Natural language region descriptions

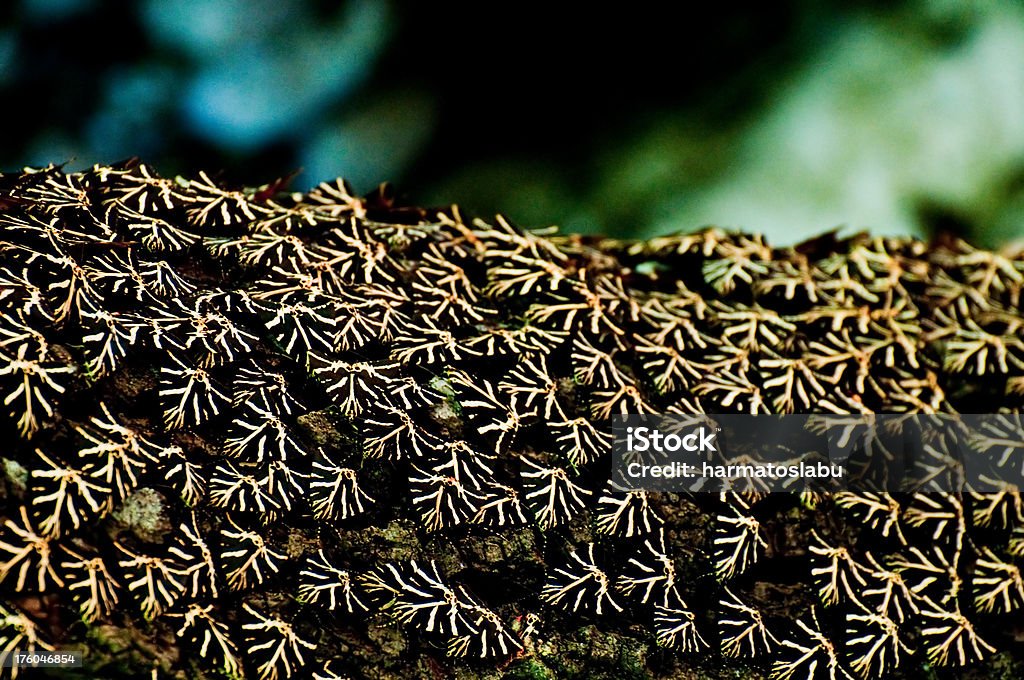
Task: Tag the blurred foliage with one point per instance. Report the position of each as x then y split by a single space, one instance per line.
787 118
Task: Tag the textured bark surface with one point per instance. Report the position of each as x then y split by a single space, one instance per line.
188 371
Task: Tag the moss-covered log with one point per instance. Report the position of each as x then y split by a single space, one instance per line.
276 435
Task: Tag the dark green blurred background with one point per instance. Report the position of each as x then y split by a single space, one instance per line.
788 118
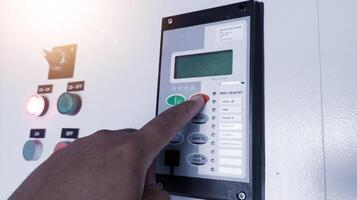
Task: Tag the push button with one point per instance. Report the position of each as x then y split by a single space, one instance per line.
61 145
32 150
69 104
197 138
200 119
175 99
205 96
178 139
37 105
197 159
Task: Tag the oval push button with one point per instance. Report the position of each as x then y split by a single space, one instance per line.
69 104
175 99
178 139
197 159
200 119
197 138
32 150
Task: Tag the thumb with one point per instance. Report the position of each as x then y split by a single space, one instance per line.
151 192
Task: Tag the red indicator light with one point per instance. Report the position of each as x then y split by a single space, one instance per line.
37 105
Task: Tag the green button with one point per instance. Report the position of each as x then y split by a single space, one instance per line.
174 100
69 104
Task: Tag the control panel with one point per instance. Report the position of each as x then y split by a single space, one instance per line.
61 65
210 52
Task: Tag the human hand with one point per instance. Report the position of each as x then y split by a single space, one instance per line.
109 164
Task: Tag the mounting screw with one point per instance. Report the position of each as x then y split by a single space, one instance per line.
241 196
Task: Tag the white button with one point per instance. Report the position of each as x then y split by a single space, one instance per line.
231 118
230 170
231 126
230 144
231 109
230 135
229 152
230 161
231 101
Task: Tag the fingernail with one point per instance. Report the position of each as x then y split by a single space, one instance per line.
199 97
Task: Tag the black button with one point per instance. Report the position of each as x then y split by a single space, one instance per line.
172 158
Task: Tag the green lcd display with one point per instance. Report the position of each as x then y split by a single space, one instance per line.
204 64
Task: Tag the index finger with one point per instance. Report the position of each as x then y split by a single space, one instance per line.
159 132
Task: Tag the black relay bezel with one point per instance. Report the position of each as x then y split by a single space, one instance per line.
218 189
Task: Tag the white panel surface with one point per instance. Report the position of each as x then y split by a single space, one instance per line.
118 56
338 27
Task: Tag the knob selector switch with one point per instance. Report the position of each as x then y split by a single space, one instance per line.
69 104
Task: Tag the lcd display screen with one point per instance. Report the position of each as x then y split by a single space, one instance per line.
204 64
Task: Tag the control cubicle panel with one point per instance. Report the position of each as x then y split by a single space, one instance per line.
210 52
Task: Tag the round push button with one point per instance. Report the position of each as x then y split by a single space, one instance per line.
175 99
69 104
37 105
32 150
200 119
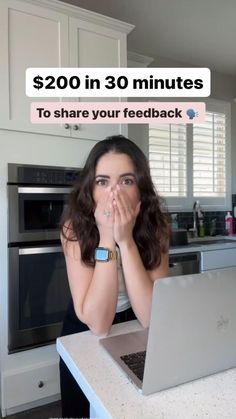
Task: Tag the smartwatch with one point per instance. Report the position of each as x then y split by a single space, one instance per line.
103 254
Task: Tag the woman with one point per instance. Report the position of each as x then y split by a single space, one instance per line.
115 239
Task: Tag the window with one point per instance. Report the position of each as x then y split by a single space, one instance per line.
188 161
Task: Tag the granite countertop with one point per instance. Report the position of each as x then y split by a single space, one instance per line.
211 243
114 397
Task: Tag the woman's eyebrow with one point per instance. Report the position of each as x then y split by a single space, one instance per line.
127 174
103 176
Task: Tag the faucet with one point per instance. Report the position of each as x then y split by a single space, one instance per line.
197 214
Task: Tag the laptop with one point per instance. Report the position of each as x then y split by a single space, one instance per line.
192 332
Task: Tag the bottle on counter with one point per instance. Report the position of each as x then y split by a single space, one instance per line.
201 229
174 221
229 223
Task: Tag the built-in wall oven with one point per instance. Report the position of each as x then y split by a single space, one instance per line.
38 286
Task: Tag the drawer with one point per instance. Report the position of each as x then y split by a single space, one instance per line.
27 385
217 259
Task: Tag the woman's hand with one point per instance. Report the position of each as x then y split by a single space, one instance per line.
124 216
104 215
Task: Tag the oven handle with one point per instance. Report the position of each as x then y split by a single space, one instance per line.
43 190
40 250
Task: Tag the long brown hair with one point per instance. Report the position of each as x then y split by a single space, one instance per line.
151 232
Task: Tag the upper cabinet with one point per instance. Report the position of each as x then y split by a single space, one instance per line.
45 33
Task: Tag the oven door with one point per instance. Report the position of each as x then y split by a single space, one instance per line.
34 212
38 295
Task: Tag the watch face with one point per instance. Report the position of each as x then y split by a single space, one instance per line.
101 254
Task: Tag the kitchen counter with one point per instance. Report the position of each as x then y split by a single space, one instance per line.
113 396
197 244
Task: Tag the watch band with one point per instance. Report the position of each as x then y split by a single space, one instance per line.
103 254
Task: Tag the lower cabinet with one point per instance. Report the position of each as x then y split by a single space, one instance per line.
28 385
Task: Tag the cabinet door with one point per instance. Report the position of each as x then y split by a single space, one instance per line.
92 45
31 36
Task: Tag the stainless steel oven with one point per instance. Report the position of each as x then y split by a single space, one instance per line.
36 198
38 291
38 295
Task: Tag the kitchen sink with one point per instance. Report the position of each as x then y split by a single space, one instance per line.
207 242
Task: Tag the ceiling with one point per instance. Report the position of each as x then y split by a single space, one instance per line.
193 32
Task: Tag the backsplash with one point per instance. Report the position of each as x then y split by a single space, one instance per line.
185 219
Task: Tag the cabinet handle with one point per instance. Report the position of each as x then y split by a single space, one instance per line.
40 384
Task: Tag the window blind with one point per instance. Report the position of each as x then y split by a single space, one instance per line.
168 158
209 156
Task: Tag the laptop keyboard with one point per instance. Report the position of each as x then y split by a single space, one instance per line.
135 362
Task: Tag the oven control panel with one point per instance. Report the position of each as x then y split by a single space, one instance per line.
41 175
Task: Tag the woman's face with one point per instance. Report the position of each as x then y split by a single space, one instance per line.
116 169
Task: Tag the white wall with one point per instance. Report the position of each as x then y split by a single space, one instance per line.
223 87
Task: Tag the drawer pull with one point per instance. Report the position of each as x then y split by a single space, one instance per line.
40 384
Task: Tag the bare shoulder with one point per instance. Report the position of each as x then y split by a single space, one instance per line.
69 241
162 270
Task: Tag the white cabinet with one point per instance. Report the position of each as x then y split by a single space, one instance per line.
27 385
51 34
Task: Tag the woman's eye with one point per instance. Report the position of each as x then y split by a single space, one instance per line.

» **What you will do**: Every word of the data should be reproduced exactly; please omit any pictures.

» **Problem solution**:
Task: Tag the blurred foliage with one point per instance. Report the position of each as x then y split by a single space, one instance per line.
787 118
Task: Tag the textured bark surface with one point per instance. Report the position of each as x then y split by a single space, one instance per line.
188 371
Task: Tag the moss-covered log with one point per instance. Report the position of each as x then y split by a single space, one instance per line.
276 435
Task: Tag the dark green blurred background with one point per instance. Report the position of each as x then y split by a single space, one instance per line.
788 118
Task: Tag the push button with one point per instance. Report the position of each as x then y split by a single space, one instance per line.
61 145
32 150
69 104
197 138
200 119
175 99
205 96
178 139
37 105
197 159
Task: Tag the oval push button with one point per instance. Report the position of each as x then y split by a single space, one instance per line.
69 104
175 99
178 139
197 159
200 119
197 138
32 150
Task: Tag the thumb with one point per instance. Report the position of each as x then y split by a single space, one instance per line.
151 192
Task: Tag the red indicator light with one point per instance. Report the position of each as x then y split by a single space, one instance per line.
37 105
Task: Tag the green button with one point per instance. Report the position of each as x then y split by a single space, one instance per line.
174 100
69 104
Task: Tag the control panel with one point per instance. Report the position of each as x then y split by a single space, one instance per line.
61 65
210 52
Task: Tag the human hand with one point per instance. Report the position of each as x then y split by a single space, one instance per line.
109 164
Task: Tag the mounting screw with one point per instance. Report the position of each as x then y split by a single space, one instance per line.
241 196
Task: Tag the white button with one point per instance. Report the position of each as x then y split by a single space, one instance per line.
231 118
230 170
231 126
230 144
231 109
230 135
229 152
230 161
231 101
Task: Tag the fingernail with one point per instance. Report the position of each as x then y split by a single space, one instance per line.
199 97
Task: Tag the black button with one point per instance. Report the position of each as x then y split by a single space, one instance per line.
172 158
Task: Tag the green lcd display with one point per instance. Report the position of each as x then y split by a single space, one instance per line.
204 64
Task: Tag the index finger with one point per instance. Report the position of each as x then y split by a single space, one instance per line.
159 132
Task: Tag the black relay bezel with one point per instance. Report the position of each as x then y split by a single space, one instance per line.
218 189
Task: Tag the white panel surface with one point per instance. Report the position of each as x then y split by a single space, one instance per line.
118 56
338 27
Task: Tag the knob selector switch with one point per instance. Report the position of each as x then y split by a single space, one instance per line.
69 104
Task: Tag the lcd display screen with one point per instance. Report the position of each as x then y split by a single space, one instance per line.
204 64
Task: Tag the control cubicle panel with one point per instance. Report the position of each as x then y split by a single space, one instance per line.
210 52
Task: Tag the round push button with one point per instance. Report the position of each as x then y split by a single space, one instance per line.
175 99
69 104
37 105
32 150
200 119
Task: Tag the smartwatch with one point per instance. Report the position of each as x then y split by a single space, one instance per line.
103 254
Task: Tag the woman with one point per instance. Report the position of each as x then y split by a single space, one instance per line.
115 239
Task: Tag the window with one point per instance. Report the position of each as x then y split by a single space, one instance per line.
188 161
Task: Tag the granite countertop with one point per instance. Report the position of each as x then y split by a single space, one instance per line.
211 243
114 397
Task: Tag the woman's eyebrow with one point per instance. Report the position of each as x then y split by a single space, one instance per line.
127 174
103 176
Task: Tag the faucet with one point per instance. Report the position of each as x then y split by a single space, one instance per line.
197 214
Task: Tag the laptop with one point per instance. Report the position of each as x then y split by a single space, one instance per line.
192 332
Task: Tag the bottle on counter with one point per instance. Report the position of each as x then y split by a single space, one instance per line.
201 229
174 221
229 223
Task: Tag the built-in wall oven with one point per instance. Report the position of each as x then y split by a single space, one instance per line.
38 286
Task: Tag the drawer with one point per instance. Report the position of each as x then y split by a single space, one instance per line.
27 385
217 259
Task: Tag the woman's hand with one point per instance. Report the position of each as x then y split by a single space, one instance per line.
124 216
104 215
Task: Tag the oven handle with one point per instance. Report the position of each as x then y split by a single space, one instance per line.
43 190
40 250
Task: Tag the long brown hair with one point per instance. Report the position of each as x then y split by a single space, one instance per line.
151 232
Task: Tag the upper cabinet with one point per instance. Report the position of each as x then y split by a single space, one instance per line.
45 33
Task: Tag the oven door with one point per instance. Report the position of each as x then y split by a single space, one instance per line.
34 212
38 295
Task: Tag the watch face with one point per instance. Report the position of each as x then y split by a single space, one instance per line.
101 254
Task: Tag the kitchen counter with one point per instance. Report the position of each as x then y split by a single space, one instance per line.
113 396
197 244
Task: Tag the watch band with one point per instance. Report the position of each as x then y split by a single space, one instance per line.
103 254
Task: Tag the lower cabinet with one point per instance. Report the position of each as x then y split by a single space, one instance per line.
28 385
Task: Tag the cabinet door with one point per instance. Report the position of each as x then y split by a single space, one instance per line.
92 45
31 36
Task: Tag the stainless steel oven with one point per instance. Report the position of each as x then y split by a single space, one instance per line.
36 198
38 291
38 295
Task: Tag the kitchen sink with one point per instance. Report the position of each as x then y split by a single space, one instance per line.
207 242
Task: Tag the ceiling with one point per instance. Report the position of each as x then y split by a single space, one instance per line.
193 32
Task: Tag the backsplash with one point per instance. Report the position of each as x then y split by a single space, one instance per line.
185 219
Task: Tag the cabinet handle with one point per instance. Report the position of each as x then y split by a single space, one instance per line.
40 384
Task: Tag the window blind with one point per instance. Report the position of each as x then y split by a single space, one instance per line.
168 158
209 156
Task: Tag the laptop keyboard with one point per instance. Report the position of each as x then y split by a single space, one instance per line.
135 362
Task: Tag the oven control panel with one point per instance. Report the position of each as x then y split by a single space, one instance per line.
41 175
Task: Tag the woman's face with one point per instance. Report the position of each as x then y split by a single space, one instance per line.
116 169
Task: Tag the white wall with one point per instance. Report the position of each as x then y split by a single space, one instance per line.
223 87
Task: Tag the drawer pull with one point per instance. Report the position of each as x then y split by a single space, one instance per line.
40 384
Task: Tag the bare shoulder with one point per instance. Report the position of each as x then y split by a single space, one instance per line.
69 241
162 270
Task: Tag the white cabinet with one point per instance. Report the position of each as x then y split by a single space, one instance per line.
27 385
51 34
Task: Tag the woman's eye with one point per instance. Report the position of each as x then y split by a single space, one instance per line.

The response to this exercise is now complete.